■ **Record excerpts**:
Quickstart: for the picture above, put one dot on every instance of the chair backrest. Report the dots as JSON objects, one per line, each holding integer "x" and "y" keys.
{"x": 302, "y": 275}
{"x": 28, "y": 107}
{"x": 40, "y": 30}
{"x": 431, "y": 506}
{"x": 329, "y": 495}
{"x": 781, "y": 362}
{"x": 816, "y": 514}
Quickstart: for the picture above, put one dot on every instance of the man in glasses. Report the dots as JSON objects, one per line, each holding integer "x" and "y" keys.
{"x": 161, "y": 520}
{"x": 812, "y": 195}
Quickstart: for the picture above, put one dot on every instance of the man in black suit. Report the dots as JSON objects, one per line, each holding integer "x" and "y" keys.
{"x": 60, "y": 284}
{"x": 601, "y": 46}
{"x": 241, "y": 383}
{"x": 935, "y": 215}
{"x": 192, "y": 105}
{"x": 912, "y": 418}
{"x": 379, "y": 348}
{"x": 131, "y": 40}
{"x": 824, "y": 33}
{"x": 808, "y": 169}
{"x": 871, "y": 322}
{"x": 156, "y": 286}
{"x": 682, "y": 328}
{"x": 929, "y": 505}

■ **Your goal**: Nothing but an exact transcription of the records is expected.

■ **Solution below**:
Quickstart: for the picture above, put one dot on every instance of the chair backrest. Report the dots as JSON objects, one per line, each holding integer "x" and "y" keys.
{"x": 302, "y": 275}
{"x": 28, "y": 107}
{"x": 40, "y": 30}
{"x": 431, "y": 506}
{"x": 329, "y": 495}
{"x": 781, "y": 362}
{"x": 816, "y": 514}
Quickstart: for the picture above, put one dot on every instance of the man in glasses. Report the dots as JSON objects, one per line, each holding integer "x" and "y" keys.
{"x": 161, "y": 520}
{"x": 812, "y": 195}
Quickstart: for the picture above, put one dot on every instance of the man in black suit. Report the dots as JSON objects, one per line, each holding integer "x" and "y" keys.
{"x": 60, "y": 284}
{"x": 601, "y": 46}
{"x": 241, "y": 383}
{"x": 935, "y": 215}
{"x": 192, "y": 105}
{"x": 912, "y": 418}
{"x": 379, "y": 348}
{"x": 131, "y": 40}
{"x": 824, "y": 33}
{"x": 808, "y": 169}
{"x": 871, "y": 322}
{"x": 156, "y": 286}
{"x": 682, "y": 328}
{"x": 929, "y": 505}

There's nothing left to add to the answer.